## WORK REQUIRED
With pictures left out, set down every record word for word.

══ DATASET

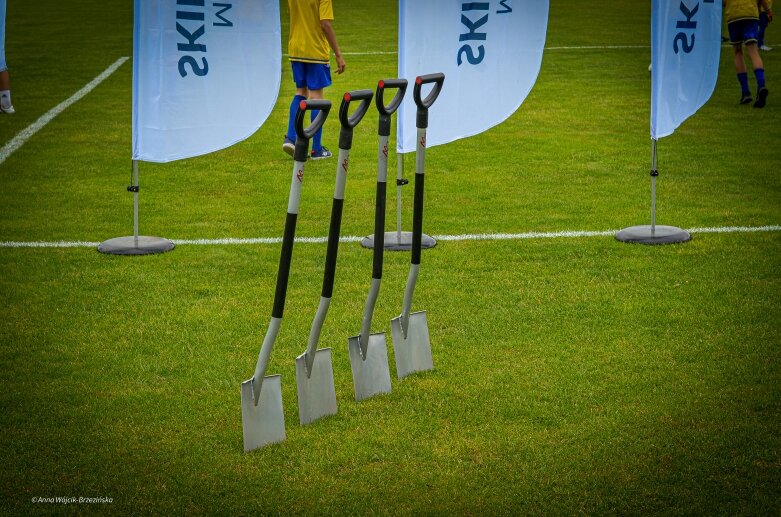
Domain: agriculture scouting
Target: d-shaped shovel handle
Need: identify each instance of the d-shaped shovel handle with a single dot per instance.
(386, 110)
(350, 121)
(307, 105)
(401, 87)
(424, 104)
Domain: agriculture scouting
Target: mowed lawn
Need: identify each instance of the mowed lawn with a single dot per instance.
(572, 375)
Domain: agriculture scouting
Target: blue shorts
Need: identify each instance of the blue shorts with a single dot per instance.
(743, 31)
(314, 76)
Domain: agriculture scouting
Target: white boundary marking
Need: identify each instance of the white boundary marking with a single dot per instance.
(583, 47)
(444, 238)
(17, 141)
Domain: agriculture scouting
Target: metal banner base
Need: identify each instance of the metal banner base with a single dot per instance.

════

## REPLY TO THE EXERCISE
Domain: agriculture scouting
Target: d-shaped shovel handle
Need: identify each instance of the d-shaped shovel handle with a single dot per instance.
(386, 110)
(350, 121)
(307, 105)
(401, 87)
(424, 104)
Domain: agriculture scouting
Target: mowed lawn
Need: identify each instance of the mowed lawn with a single dot per instance.
(572, 375)
Domain: agriculture scouting
Target: blue shorts
Need: identify each instance of the blue shorts with a single dot per instance.
(743, 31)
(314, 76)
Domain: agriculture scouting
Target: white boundary marking
Need: identify each instance of the white boundary marking with a single dot per instance.
(583, 47)
(444, 238)
(17, 141)
Domain: agriculture scouting
Target: metal banner base
Need: identify each instance of the metal banner base with a single dot per instance.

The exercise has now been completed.